▶ _The task_: Please quote only the lines that start at the one with "Pin the hill" and go on to the last line of the data, both ends kept.

-*-*-

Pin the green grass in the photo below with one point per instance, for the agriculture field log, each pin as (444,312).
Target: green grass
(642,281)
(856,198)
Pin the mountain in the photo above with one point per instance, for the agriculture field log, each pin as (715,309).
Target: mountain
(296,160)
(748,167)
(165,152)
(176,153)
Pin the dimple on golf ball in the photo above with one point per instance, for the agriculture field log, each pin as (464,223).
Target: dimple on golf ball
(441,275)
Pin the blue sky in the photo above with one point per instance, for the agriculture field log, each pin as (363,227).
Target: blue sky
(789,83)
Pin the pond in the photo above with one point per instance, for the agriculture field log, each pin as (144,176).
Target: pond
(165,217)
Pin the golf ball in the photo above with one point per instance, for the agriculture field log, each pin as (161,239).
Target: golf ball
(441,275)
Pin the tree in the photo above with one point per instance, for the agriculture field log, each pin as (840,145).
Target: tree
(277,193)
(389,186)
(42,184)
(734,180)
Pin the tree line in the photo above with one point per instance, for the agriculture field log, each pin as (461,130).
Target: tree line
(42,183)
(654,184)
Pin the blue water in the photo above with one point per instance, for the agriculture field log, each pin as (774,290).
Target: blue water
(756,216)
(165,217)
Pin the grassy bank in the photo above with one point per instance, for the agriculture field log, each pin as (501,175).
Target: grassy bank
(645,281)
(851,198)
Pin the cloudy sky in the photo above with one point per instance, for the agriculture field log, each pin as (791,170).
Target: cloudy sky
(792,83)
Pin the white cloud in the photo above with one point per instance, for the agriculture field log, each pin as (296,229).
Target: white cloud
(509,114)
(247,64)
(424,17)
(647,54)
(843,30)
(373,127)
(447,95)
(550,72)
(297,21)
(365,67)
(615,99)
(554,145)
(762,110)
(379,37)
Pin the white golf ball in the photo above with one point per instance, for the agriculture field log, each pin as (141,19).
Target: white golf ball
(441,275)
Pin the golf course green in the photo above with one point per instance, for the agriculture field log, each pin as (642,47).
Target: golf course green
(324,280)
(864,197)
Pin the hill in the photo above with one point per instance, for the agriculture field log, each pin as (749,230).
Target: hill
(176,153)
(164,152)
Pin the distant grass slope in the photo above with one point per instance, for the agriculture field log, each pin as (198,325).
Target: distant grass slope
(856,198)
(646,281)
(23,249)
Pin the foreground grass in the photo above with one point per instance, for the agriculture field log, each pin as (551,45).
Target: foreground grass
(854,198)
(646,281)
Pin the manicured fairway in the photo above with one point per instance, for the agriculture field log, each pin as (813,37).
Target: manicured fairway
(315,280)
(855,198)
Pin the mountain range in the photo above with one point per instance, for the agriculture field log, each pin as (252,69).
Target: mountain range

-*-*-

▶ _Answer to this exercise_:
Pin the hill in the photo above with one point per instance, for the agriculture field log, each pin as (749,230).
Target: hill
(176,153)
(164,152)
Pin the distant grass slope in the photo above with one point per instance, for the agriculture field log, each pin as (198,325).
Target: distant grass slope
(856,198)
(646,281)
(23,249)
Pin the foreground grass in the photo above with one point per instance, for the agriculture field log, each pin as (551,45).
Target: foreground grass
(854,198)
(646,281)
Pin the manicured fairway in the photo above with one point per instance, for the agriculture field log, each pin as (813,37).
Target: manicured fairway
(315,280)
(855,198)
Pin the mountain range in the photo above with one point per instance, for the agriculture field log, each pin as (252,69).
Target: mountain range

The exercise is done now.